SEKURITISASI ASET ABU KUMKUM



Di Pangkep, Sulawesi Selatan, tepatnya di pulau Saugi, pemerintah terasa hadir. Pulau dengan penduduk sekitar 100 kk itu, kini bisa menikmati listrik. Gak banyak. Baru cukup untuk penerangan.
Kementrian ESDM membangun tenaga listri sinar matahari disana, cukup untuk menerangi pulau kecil itu. Rakyat yang sebagian besar nelayan, merasa senang rumahnya tidak lagi gelap. Sebelumnya rakyat ramai-ramai menggunakan diesel, dengan biaya Rp 4000 sehari, atau sekitar Rp 120 ribu sebulan. Lampu menyala dari jam 6 sore sampai jam 10 saja. Selebihnya gelap lagi.

• Cuplikan Data
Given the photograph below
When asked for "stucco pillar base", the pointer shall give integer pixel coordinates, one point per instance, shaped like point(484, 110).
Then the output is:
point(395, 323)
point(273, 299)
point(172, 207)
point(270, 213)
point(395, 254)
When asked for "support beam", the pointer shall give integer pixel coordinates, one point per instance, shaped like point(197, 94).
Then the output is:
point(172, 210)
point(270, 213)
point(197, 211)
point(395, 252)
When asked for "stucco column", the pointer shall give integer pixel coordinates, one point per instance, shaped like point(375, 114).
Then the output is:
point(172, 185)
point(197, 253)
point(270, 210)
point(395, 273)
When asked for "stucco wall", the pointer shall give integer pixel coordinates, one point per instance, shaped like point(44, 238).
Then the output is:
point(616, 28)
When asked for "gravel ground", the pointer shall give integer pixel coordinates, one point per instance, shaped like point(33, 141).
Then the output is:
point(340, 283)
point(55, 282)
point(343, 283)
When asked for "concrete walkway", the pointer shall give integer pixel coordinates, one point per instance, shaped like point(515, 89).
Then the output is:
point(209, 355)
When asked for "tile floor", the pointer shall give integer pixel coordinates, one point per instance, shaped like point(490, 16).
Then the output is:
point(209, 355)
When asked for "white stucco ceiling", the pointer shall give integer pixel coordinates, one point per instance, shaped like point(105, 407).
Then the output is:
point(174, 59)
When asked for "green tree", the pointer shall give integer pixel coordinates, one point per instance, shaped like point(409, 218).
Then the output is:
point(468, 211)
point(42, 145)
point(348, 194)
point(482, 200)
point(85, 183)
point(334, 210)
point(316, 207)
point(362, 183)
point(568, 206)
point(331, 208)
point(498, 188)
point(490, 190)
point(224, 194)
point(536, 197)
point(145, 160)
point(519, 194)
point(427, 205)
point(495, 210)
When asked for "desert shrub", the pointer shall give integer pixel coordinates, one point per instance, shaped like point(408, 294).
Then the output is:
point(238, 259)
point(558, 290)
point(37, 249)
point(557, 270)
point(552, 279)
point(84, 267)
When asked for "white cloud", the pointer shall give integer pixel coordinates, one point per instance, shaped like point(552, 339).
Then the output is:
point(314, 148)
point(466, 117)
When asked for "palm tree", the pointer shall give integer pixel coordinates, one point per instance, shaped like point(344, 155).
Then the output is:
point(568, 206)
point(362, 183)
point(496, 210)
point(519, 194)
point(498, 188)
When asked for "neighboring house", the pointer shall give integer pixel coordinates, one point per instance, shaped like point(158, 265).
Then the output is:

• Yang Diharapkan
Menurut halaman tentang listrik di pulau Saugi, berapa biaya harian yang dikeluarkan warga untuk diesel sebelum ada listrik tenaga surya?

• Jawaban Latihan
Rp 4000 sehari.